REQUIREMENT = Do any lines in the data below contain "reeds"? If so, copy every one of them.

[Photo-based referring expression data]
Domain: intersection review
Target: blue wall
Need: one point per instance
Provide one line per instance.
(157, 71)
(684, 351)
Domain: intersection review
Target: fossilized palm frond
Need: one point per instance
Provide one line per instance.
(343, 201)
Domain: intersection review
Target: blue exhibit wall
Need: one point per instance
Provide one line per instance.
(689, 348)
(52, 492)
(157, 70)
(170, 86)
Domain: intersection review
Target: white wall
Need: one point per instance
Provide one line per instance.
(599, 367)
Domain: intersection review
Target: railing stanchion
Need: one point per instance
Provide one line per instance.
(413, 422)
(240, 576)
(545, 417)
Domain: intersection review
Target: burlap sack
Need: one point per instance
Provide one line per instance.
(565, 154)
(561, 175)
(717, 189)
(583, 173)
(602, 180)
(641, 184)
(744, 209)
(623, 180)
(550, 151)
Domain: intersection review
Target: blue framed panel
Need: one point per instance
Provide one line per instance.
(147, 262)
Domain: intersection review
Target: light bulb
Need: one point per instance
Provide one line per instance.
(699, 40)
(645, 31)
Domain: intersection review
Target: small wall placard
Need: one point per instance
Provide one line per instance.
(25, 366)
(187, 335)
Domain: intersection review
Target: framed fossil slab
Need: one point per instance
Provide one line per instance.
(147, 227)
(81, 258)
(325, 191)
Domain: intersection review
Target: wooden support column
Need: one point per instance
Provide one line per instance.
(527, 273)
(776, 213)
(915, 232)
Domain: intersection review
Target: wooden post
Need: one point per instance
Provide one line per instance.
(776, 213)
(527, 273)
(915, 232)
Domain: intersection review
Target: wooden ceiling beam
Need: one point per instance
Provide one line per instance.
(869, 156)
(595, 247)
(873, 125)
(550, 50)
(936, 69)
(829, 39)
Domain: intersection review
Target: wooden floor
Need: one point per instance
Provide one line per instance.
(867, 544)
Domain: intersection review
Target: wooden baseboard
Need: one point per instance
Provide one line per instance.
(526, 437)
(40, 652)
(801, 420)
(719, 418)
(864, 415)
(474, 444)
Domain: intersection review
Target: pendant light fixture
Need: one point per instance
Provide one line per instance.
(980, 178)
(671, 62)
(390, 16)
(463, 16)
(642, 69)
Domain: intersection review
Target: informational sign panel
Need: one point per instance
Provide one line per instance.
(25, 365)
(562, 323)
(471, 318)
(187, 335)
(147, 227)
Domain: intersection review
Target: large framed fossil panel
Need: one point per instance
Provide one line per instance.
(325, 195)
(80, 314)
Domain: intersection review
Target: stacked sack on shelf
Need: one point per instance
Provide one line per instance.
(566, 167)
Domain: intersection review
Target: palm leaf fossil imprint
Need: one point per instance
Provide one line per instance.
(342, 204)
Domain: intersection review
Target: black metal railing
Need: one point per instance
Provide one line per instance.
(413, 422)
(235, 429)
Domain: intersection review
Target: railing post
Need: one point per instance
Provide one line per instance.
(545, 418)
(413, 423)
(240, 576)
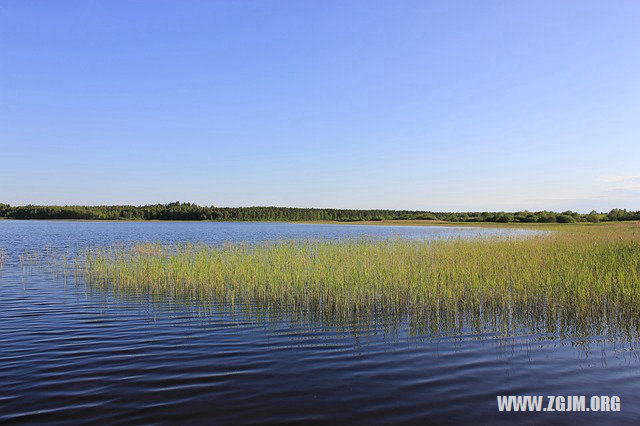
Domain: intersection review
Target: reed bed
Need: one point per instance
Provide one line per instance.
(582, 280)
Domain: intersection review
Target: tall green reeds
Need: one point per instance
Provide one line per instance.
(564, 282)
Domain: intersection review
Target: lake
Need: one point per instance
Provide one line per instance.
(72, 354)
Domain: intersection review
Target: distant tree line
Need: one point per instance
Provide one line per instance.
(189, 211)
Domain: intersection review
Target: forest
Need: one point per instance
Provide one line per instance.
(190, 211)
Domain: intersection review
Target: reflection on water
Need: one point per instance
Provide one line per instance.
(73, 353)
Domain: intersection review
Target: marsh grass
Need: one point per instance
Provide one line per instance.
(580, 281)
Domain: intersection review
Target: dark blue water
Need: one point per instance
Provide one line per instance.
(70, 354)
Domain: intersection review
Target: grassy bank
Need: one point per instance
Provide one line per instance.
(576, 280)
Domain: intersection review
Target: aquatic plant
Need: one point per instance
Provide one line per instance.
(576, 281)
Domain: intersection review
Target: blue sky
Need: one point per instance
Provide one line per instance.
(444, 105)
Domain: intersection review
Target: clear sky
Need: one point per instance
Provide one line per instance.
(436, 105)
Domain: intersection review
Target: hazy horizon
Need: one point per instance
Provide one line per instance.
(435, 106)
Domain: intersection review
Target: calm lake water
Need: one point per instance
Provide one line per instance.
(71, 354)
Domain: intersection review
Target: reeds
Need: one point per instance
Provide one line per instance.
(574, 281)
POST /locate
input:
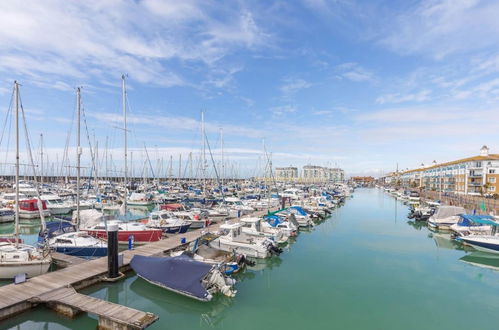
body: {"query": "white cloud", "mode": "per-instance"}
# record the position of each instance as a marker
(180, 123)
(101, 39)
(293, 85)
(281, 110)
(354, 72)
(437, 28)
(421, 96)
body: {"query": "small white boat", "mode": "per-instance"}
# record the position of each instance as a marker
(22, 259)
(233, 239)
(56, 205)
(256, 227)
(139, 199)
(7, 215)
(445, 216)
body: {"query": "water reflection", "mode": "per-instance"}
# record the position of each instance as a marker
(482, 259)
(418, 225)
(210, 314)
(268, 263)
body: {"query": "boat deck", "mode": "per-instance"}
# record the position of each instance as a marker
(80, 273)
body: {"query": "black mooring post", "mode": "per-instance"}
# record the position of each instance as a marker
(112, 251)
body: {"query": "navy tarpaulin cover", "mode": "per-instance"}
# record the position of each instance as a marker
(55, 228)
(179, 273)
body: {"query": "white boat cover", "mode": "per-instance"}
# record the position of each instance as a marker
(446, 211)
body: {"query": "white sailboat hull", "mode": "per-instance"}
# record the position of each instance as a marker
(9, 270)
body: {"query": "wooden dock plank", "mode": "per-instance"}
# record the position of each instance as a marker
(57, 285)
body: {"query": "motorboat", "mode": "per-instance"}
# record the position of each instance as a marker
(184, 275)
(7, 215)
(301, 217)
(95, 224)
(56, 205)
(196, 220)
(233, 239)
(445, 216)
(228, 262)
(18, 259)
(254, 226)
(485, 243)
(63, 237)
(165, 221)
(139, 199)
(30, 209)
(287, 227)
(474, 225)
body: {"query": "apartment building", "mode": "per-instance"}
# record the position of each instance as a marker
(471, 175)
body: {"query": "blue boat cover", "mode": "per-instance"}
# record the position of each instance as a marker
(180, 273)
(56, 228)
(475, 220)
(300, 210)
(273, 220)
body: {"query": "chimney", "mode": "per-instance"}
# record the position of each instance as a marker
(484, 151)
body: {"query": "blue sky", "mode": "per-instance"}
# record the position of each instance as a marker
(361, 84)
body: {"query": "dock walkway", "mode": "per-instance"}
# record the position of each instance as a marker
(57, 289)
(17, 298)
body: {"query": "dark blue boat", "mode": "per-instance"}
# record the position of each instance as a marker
(59, 242)
(179, 274)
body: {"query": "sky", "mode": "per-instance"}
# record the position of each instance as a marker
(362, 85)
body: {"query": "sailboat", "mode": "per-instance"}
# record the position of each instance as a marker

SOLUTION BELOW =
Target: tall green reeds
Target: reeds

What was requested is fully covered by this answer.